Estratto fornito —
►
E le valutazioni rientrano da sempre nelle capacità razionali di un uomo. Ecco quindi la scoperta: con buona pace degli Stoici di ieri e di oggi, la passione non è fuori o contro la ragione, ma dentro; la ragione è per sua natura (anche) passionale; senza passione non c’è ragione.
Di più: senza passione non c’è nemmeno moralità. Lo abbiamo già visto, citando san Tommaso, ma converrà ribadirlo. Immaginiamo un uomo che osservasse, per esempio, il precetto dell’amore del prossimo senza alcuna passione: sarebbe un robot etico, gentile ma artificiale, una specie di distributore automatico di buone azioni. Accade così in tutti i bacchettoni della morale, i buoni per mestiere e non per passione, i soldatini dell’etica, vuoti di quell’emozione per gli altri che rende autentici i gesti di un uomo.
Infine, senza passione non esiste la politica. Lo abbiamo letto in Tocqueville e lo contempliamo ogni giorno nello spettacolo desolante di una classe politica che pensa perlopiù solo ai propri interessi, ormai del tutto dimentica di ogni passione politica e civile.
 
Perché un dossier?
Si comprendono così i motivi che ci hanno spinto a dedicare il dossier di quest’anno alle passioni umane.
A quali in particolare? Tra i tanti elenchi elaborati nella storia del pensiero – quello degli Stoici ne conteneva centotrenta; quello di Avicenna sei; di Giovanni della Rochelle ventiquattro; di Cartesio quarantadue, di Spinoza quarantotto – abbiamo scelto quello di Tommaso d’Aquino, il quale ne prevedeva undici (vedi box).
◄
Compiti scritti —
a: Nel testo sulle passioni umane, quante passioni comprendeva l'elenco di Tommaso d'Aquino?
b: Estrai dal testo sulle passioni umane tutto il brano che va da "A quali in particolare?" fino a "undici (vedi box).".

Dati archiviati —
►
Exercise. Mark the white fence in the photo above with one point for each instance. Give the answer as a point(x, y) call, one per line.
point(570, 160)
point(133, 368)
◄
Compiti svolti —
a: Undici.

b:
A quali in particolare? Tra i tanti elenchi elaborati nella storia del pensiero – quello degli Stoici ne conteneva centotrenta; quello di Avicenna sei; di Giovanni della Rochelle ventiquattro; di Cartesio quarantadue, di Spinoza quarantotto – abbiamo scelto quello di Tommaso d’Aquino, il quale ne prevedeva undici (vedi box).